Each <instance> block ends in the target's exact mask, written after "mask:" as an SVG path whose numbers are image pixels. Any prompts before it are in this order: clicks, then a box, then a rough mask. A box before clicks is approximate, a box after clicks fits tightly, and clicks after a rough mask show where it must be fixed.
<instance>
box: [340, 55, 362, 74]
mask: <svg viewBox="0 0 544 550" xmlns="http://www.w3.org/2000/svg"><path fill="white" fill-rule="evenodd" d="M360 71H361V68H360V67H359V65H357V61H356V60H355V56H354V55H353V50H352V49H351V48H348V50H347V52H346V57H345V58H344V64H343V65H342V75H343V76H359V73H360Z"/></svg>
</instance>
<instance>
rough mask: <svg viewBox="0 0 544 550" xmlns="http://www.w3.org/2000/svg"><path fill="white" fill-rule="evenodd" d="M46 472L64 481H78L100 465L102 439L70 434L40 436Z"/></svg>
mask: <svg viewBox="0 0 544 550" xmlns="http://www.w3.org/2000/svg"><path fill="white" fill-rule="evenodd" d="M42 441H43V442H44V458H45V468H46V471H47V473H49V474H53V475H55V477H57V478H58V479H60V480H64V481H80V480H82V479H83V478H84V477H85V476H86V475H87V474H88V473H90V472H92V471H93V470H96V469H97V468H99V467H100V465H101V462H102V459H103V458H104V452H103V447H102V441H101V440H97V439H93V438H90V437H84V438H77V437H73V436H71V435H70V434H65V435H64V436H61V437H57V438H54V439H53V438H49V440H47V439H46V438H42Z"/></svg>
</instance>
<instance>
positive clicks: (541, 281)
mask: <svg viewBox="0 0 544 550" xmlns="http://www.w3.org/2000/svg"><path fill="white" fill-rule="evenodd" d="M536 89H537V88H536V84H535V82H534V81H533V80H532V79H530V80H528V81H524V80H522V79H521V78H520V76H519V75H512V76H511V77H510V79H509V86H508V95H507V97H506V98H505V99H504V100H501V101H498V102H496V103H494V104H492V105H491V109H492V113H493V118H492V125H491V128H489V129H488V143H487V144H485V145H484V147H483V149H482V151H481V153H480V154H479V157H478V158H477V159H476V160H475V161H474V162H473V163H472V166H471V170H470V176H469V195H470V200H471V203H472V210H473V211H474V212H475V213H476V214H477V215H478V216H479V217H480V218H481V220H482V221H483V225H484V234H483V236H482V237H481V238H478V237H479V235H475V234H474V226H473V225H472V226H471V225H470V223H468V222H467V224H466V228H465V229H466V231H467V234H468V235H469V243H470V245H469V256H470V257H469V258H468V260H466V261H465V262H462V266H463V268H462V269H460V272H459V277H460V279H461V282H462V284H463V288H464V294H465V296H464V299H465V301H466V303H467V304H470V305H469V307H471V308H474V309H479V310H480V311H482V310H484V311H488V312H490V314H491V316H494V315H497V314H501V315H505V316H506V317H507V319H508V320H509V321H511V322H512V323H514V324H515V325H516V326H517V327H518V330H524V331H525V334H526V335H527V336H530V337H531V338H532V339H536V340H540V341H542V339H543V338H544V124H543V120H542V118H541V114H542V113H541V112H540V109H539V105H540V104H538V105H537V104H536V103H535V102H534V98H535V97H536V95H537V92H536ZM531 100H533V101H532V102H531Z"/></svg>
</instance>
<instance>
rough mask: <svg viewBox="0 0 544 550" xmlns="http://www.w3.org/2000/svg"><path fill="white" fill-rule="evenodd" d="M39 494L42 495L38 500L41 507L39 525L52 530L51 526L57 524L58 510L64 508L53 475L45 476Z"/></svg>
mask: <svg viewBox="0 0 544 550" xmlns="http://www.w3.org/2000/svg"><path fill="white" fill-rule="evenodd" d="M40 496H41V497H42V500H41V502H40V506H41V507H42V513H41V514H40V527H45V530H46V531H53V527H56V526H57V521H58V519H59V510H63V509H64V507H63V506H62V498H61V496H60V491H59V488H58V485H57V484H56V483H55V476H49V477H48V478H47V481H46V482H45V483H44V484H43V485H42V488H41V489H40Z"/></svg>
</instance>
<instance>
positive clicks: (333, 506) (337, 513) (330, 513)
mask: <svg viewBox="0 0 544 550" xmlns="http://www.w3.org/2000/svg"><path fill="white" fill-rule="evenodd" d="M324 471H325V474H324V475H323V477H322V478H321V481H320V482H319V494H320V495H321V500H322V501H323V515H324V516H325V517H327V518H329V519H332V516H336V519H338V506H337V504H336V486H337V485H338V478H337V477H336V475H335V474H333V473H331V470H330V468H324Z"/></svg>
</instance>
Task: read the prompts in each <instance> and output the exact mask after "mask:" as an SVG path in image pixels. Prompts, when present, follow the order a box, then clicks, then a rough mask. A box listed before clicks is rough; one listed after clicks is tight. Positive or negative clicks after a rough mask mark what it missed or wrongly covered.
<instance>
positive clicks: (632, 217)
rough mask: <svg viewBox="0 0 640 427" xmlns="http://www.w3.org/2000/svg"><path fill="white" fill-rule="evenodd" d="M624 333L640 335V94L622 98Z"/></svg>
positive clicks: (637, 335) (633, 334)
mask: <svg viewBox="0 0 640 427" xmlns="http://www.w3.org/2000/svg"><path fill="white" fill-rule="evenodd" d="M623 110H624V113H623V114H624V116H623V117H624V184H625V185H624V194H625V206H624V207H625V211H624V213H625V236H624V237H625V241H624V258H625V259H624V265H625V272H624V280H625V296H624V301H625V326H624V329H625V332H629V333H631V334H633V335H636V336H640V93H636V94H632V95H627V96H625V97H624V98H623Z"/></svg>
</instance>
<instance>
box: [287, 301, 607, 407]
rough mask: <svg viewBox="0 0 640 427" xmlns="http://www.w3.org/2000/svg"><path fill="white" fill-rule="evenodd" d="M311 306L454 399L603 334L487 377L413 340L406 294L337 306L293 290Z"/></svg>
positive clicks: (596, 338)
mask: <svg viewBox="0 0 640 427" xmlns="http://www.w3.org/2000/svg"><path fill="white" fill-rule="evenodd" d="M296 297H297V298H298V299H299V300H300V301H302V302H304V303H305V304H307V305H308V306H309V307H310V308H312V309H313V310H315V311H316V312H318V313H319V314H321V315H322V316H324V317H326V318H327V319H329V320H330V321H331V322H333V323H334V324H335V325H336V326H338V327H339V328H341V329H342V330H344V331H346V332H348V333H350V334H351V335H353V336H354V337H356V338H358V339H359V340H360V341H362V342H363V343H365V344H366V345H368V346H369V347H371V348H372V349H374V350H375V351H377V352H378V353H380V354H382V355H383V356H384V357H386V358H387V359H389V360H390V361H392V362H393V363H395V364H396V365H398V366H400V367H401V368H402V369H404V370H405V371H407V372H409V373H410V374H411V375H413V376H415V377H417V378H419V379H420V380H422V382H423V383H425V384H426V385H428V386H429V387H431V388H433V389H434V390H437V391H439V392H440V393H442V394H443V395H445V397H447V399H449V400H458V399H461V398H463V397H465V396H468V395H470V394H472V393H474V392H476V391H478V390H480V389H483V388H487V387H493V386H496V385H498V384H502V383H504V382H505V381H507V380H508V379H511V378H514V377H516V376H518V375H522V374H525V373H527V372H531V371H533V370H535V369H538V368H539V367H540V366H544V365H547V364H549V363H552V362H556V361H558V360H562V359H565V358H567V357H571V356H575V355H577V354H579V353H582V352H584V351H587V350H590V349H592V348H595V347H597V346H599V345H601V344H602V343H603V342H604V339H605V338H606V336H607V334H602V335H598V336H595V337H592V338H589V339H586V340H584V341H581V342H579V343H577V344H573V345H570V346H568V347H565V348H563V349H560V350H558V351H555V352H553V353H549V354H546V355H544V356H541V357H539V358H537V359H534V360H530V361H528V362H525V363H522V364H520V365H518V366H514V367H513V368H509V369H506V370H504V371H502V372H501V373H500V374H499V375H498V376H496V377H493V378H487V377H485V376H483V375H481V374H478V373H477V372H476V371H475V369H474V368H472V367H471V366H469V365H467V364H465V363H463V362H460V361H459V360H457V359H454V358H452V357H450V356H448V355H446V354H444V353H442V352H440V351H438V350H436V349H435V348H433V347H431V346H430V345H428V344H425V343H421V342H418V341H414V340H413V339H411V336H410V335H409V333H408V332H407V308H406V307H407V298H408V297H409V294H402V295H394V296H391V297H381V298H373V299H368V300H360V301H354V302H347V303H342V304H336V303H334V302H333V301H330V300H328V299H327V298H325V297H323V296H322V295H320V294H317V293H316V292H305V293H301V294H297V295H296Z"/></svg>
......
• **Task item**
Your answer must be a copy of every line in the data above that holds the string "exact".

• **Task output**
Each <instance> block ends in the target's exact mask, written after "mask:" as an SVG path whose numbers are image pixels. Any prompts before it are in this order: clicks, then a box, then a rough mask. A box before clicks is approximate, a box after clicks fits tightly, and clicks after a rough mask show where it must be fixed.
Task: read the prompts in each <instance> and output the exact mask after "mask:" as an SVG path in image pixels. Prompts, when present, follow the order a box, then clicks, then a rough mask. A box listed before clicks is rough; one listed after clicks is tight. Positive or negative clicks after a rough mask mark what it missed or wrongly covered.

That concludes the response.